• _Work instruction_:
All of the data below should be repeated exactly. Pictures should not be included.

Extracted records
- - - -

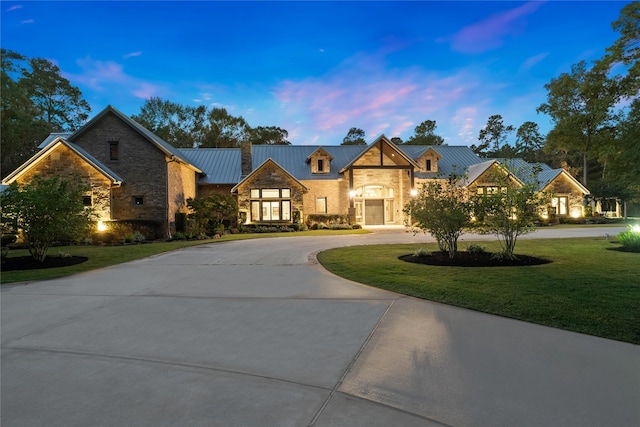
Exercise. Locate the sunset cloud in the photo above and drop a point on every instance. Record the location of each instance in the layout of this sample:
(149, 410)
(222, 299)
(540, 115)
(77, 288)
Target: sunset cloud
(490, 33)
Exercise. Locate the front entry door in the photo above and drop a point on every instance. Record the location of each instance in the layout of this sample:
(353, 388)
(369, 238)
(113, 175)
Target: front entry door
(374, 212)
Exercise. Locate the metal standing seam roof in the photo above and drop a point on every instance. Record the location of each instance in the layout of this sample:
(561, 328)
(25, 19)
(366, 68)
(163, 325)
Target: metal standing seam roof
(153, 138)
(219, 165)
(114, 177)
(223, 165)
(52, 136)
(454, 159)
(293, 158)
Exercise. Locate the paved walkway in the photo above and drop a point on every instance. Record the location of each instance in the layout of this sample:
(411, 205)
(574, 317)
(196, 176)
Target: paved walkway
(256, 333)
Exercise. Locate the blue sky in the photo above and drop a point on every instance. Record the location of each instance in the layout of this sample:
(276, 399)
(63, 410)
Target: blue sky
(317, 69)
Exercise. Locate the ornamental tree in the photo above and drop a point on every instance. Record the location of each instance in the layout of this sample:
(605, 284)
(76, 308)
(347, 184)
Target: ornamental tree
(47, 211)
(209, 212)
(442, 209)
(510, 211)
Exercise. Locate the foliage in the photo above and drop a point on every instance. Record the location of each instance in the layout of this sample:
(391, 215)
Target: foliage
(585, 288)
(626, 49)
(442, 209)
(189, 127)
(47, 211)
(529, 142)
(355, 136)
(581, 105)
(209, 212)
(475, 248)
(509, 212)
(630, 239)
(269, 135)
(225, 130)
(179, 125)
(36, 100)
(425, 134)
(120, 229)
(493, 138)
(421, 252)
(313, 219)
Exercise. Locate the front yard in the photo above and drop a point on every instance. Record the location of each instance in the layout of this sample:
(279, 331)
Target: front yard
(587, 287)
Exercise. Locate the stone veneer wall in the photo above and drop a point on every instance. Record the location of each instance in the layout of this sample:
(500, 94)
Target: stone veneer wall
(64, 162)
(141, 165)
(182, 186)
(206, 190)
(270, 176)
(335, 191)
(562, 187)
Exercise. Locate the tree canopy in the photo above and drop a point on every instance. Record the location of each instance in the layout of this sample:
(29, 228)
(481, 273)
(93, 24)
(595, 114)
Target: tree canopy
(47, 211)
(424, 134)
(355, 136)
(36, 100)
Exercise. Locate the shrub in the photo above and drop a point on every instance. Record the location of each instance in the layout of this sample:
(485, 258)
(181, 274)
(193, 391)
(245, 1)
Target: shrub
(181, 222)
(422, 252)
(179, 236)
(138, 237)
(630, 240)
(47, 211)
(475, 249)
(325, 220)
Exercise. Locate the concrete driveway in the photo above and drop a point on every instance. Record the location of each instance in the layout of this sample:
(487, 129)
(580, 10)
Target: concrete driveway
(256, 333)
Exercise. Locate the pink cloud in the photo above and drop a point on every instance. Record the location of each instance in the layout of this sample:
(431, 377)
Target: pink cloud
(490, 33)
(380, 101)
(132, 54)
(530, 62)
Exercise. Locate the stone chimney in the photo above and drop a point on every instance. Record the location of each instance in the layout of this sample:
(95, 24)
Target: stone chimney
(246, 158)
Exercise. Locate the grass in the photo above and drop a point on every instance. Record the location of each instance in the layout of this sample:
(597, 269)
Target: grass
(586, 288)
(104, 256)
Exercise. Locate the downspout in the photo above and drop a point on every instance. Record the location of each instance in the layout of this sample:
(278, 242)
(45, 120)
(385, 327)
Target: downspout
(168, 218)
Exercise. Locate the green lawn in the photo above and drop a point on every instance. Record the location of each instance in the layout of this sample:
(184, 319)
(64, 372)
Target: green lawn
(104, 256)
(586, 288)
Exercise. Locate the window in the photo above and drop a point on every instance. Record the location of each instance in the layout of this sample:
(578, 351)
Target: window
(490, 190)
(321, 205)
(270, 204)
(113, 150)
(561, 205)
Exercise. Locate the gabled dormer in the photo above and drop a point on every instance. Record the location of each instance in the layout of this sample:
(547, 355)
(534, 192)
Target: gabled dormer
(320, 161)
(428, 161)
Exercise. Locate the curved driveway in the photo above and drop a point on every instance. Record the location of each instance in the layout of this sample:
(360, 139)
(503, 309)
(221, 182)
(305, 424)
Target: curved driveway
(256, 333)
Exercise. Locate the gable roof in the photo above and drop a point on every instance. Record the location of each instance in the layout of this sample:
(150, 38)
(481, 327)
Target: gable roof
(320, 150)
(474, 172)
(382, 140)
(162, 145)
(52, 145)
(454, 159)
(218, 165)
(257, 170)
(547, 177)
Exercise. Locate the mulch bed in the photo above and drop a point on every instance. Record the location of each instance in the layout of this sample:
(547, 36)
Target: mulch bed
(29, 263)
(466, 259)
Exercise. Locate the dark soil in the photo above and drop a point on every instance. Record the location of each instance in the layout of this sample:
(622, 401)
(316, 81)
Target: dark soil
(29, 263)
(466, 259)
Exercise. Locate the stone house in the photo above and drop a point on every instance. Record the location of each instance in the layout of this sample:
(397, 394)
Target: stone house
(136, 176)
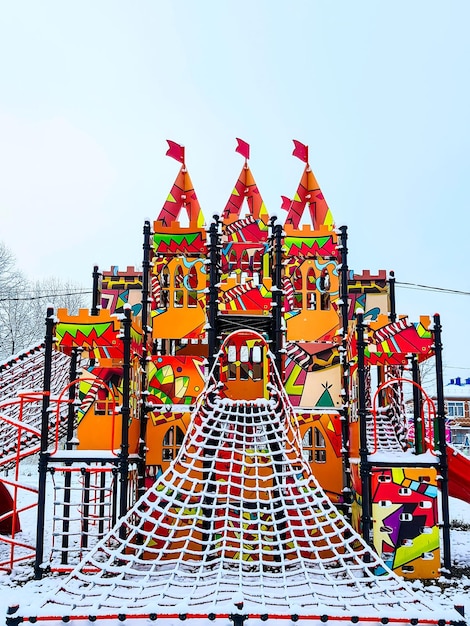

- - - -

• _Exercise answer_:
Exercise. Locate the sunset cloud in the photo above and drop a point on every instance. Record the location of each instance in the layout of this sample:
(149, 410)
(222, 299)
(540, 115)
(77, 288)
Target: sunset cloud
(490, 33)
Exercise. Locate the front entry door in the photo above and drop a point on every instance. Record the location of each instance in the layout of this sample:
(353, 388)
(369, 238)
(113, 175)
Target: front entry door
(374, 212)
Exercise. Locate the metal standing seam roof in the photo above and drop a point on every instance. Record the location of each instance in the layout of this sample:
(561, 328)
(25, 19)
(366, 68)
(163, 325)
Target: metal standing seam roof
(153, 138)
(219, 165)
(114, 177)
(223, 165)
(52, 136)
(454, 159)
(293, 158)
Exercise. Locate the paved walkway in the photo above and drop a point on every instance. Record the location of each instance in the layout of this sample:
(411, 205)
(574, 317)
(196, 176)
Target: paved walkway
(256, 333)
Exercise. Locate the blue sky in the photo above and drop a point on every instance. Record the location of each instance in the layout of this sample:
(276, 399)
(63, 410)
Target: blue sky
(317, 69)
Exercise. Locate the ornamental tree in the photo above and drop a point on every instance. Record the location of each instance in the layout of this sample:
(605, 284)
(76, 308)
(347, 184)
Target: ornamental tree
(47, 211)
(209, 212)
(442, 209)
(510, 211)
Exercise. Locate the foliage in the photo above and drop a point on every instance. Record the location of each instance in the layout of this sample:
(391, 215)
Target: foliage
(585, 288)
(626, 49)
(442, 209)
(189, 127)
(47, 211)
(529, 142)
(355, 136)
(581, 105)
(209, 212)
(475, 248)
(509, 212)
(630, 239)
(269, 135)
(225, 130)
(179, 125)
(36, 100)
(425, 134)
(120, 229)
(493, 138)
(421, 252)
(313, 219)
Exercise. Locate the front yard in the photo above and drop a point on every instance. Record the location of each instance in the layout of this sample:
(279, 331)
Target: front yard
(587, 287)
Exercise. Locate the stone veneer wall in the photo above and drop a point on every instance. Record the location of each instance in the layout of this sample:
(500, 94)
Target: stone veneer wall
(64, 162)
(141, 165)
(182, 186)
(206, 190)
(270, 176)
(335, 191)
(562, 187)
Exercise. Locate the tree canopy in the photo above and drop a point on every instance. Record the location of each instance in the layout of this sample:
(29, 228)
(481, 273)
(93, 24)
(595, 114)
Target: tree canopy
(47, 211)
(424, 134)
(355, 136)
(36, 100)
Exercise. Locate the shrub in the photo above and drop a point on every instance. Record the location of each instance in the layout of this sample:
(485, 258)
(181, 274)
(193, 391)
(245, 1)
Target: shrub
(181, 222)
(422, 252)
(179, 236)
(138, 237)
(630, 240)
(47, 211)
(475, 249)
(325, 220)
Exercise. Locate the concrete driveway in the photo above and drop a point on every instance. Record the location of each instance in the layout of this sample:
(487, 129)
(580, 10)
Target: concrete driveway
(256, 333)
Exercise. Locate the pink cloud in the photo above and drop a point on every instance. Record the location of each instance in the layout of this sample:
(431, 377)
Target: pink cloud
(490, 33)
(380, 101)
(132, 54)
(530, 62)
Exercise. Locate the stone chimney in the photo above and drop a point on every instance. Record the location of each instance in the layout of this sample:
(95, 24)
Target: stone chimney
(246, 158)
Exercise. Locate the grass in the photo above and drop a point on every instance. Record the location of each instance in the layout of this sample:
(597, 269)
Target: grass
(586, 288)
(104, 256)
Exercise. Locate the downspout in the photo above and drop a point on every instance. Record the location of each instance in the layout of this sample:
(278, 242)
(45, 120)
(385, 327)
Target: downspout
(168, 218)
Exercise. Locate the green lawn in the photo above and drop a point on every instance. Record the location of each instance in the layout of this sample:
(184, 319)
(64, 372)
Target: green lawn
(104, 256)
(586, 288)
Exercise. Locate the window in the photo above and drop a point on every instance. Record the location of each instance in the layout of this sample:
(578, 351)
Target: window
(490, 190)
(321, 205)
(270, 204)
(113, 150)
(561, 205)
Exercise. Locate the gabled dormer in the photo above and drop a point on every instance. Record the location of each instance in the layout of this sample:
(547, 355)
(534, 192)
Target: gabled dormer
(320, 161)
(428, 161)
Exercise. Locate the curved driveway in the photo above and drop a point on every instance. Record the location of each instance in the layout of this sample:
(360, 139)
(503, 309)
(221, 182)
(305, 424)
Target: curved driveway
(256, 333)
Exercise. Locate the gable roof in the photo above and drop a point on every instance. Record the location of each instance in the layout of this sample:
(150, 38)
(481, 327)
Target: gable roof
(320, 150)
(474, 172)
(382, 140)
(162, 145)
(52, 145)
(454, 159)
(218, 165)
(257, 170)
(547, 177)
Exercise. Locate the mulch bed in the photo above and drop a point on every instance. Record the location of each instance in the layout of this sample:
(547, 36)
Target: mulch bed
(29, 263)
(466, 259)
Exercise. Locate the dark soil in the photo above and drop a point on every instance. Record the location of each instance in the layout of this sample:
(622, 401)
(316, 81)
Target: dark soil
(29, 263)
(466, 259)
Exercise. Locate the stone house in the photo above and drop a point on every instance. Record the location of each instance in the layout of this sample:
(397, 394)
Target: stone house
(136, 176)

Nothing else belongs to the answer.